## BEGIN

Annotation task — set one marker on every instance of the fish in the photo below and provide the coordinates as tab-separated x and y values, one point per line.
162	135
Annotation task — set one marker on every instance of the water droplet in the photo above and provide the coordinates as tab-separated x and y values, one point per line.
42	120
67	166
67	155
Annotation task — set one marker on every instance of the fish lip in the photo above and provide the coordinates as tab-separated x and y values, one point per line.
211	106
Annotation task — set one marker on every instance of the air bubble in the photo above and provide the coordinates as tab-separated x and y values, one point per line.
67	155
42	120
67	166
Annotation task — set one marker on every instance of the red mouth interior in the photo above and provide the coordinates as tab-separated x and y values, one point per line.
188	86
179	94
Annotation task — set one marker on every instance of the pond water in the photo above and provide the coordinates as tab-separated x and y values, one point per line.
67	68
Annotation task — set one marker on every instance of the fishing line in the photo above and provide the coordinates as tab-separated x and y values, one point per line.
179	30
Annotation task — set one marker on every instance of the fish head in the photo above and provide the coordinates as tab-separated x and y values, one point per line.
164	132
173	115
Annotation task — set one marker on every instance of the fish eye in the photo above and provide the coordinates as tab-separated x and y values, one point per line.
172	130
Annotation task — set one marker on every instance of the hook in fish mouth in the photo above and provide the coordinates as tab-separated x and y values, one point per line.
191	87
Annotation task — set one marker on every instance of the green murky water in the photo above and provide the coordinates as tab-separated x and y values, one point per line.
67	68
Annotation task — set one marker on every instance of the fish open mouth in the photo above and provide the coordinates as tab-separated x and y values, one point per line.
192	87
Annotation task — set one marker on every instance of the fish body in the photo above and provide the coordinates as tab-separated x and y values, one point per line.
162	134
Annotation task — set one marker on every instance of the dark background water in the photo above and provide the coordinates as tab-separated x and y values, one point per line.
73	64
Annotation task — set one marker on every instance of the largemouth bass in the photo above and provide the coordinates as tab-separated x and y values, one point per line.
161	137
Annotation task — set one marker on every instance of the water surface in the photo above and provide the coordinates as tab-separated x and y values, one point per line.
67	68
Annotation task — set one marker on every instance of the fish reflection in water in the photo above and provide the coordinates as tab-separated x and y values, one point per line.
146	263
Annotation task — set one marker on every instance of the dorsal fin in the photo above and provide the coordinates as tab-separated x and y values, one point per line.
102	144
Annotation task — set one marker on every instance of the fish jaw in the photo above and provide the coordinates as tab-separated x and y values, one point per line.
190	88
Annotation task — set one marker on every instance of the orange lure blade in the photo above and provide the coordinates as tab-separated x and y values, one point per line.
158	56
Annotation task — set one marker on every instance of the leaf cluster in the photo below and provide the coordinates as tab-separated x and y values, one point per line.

## END

TO BE DONE
Transcribe, word for word, every line from the one containing "the fish body" through the final line of the entries, and nothing else.

TASK RESPONSE
Annotation task — set one marker on every instance of the fish body in the photo above and provide the coordinates as tab-separated x and y values, one point per line.
162	134
Annotation task — set one marker on every instance of the dark background water in the photo above and provide the coordinates as tab-separated x and y values, one point per line.
73	64
Annotation task — set one marker on every instance of the largemouth bass in the photo above and provide the coordinates as tab-separated x and y values, one point per line.
161	137
Annotation task — set one marker on every instance of the water surface in the photo above and provide the coordinates as tab-separated x and y values, one point per line.
67	68
Annotation task — set one marker on every instance of the fish reflection in water in the photo above and provide the coordinates as tab-separated x and y values, one point per line.
146	263
Annotation task — set one marker on every instance of the dorsal fin in the photo above and provide the coordinates as tab-separated x and y values, one point per line.
102	144
Annotation task — set one marker on every instance of the fish jaw in the photo above and provide the coordinates as tab-separated x and y values, one point per line.
190	88
Annotation task — set one marker on every instance of the orange lure blade in the photo above and provide the coordinates as tab-separated x and y values, one point per line.
158	56
Annotation task — set one marker on every instance of the leaf cluster in the photo below and provide the coordinates as tab-separated x and y values, one point per line.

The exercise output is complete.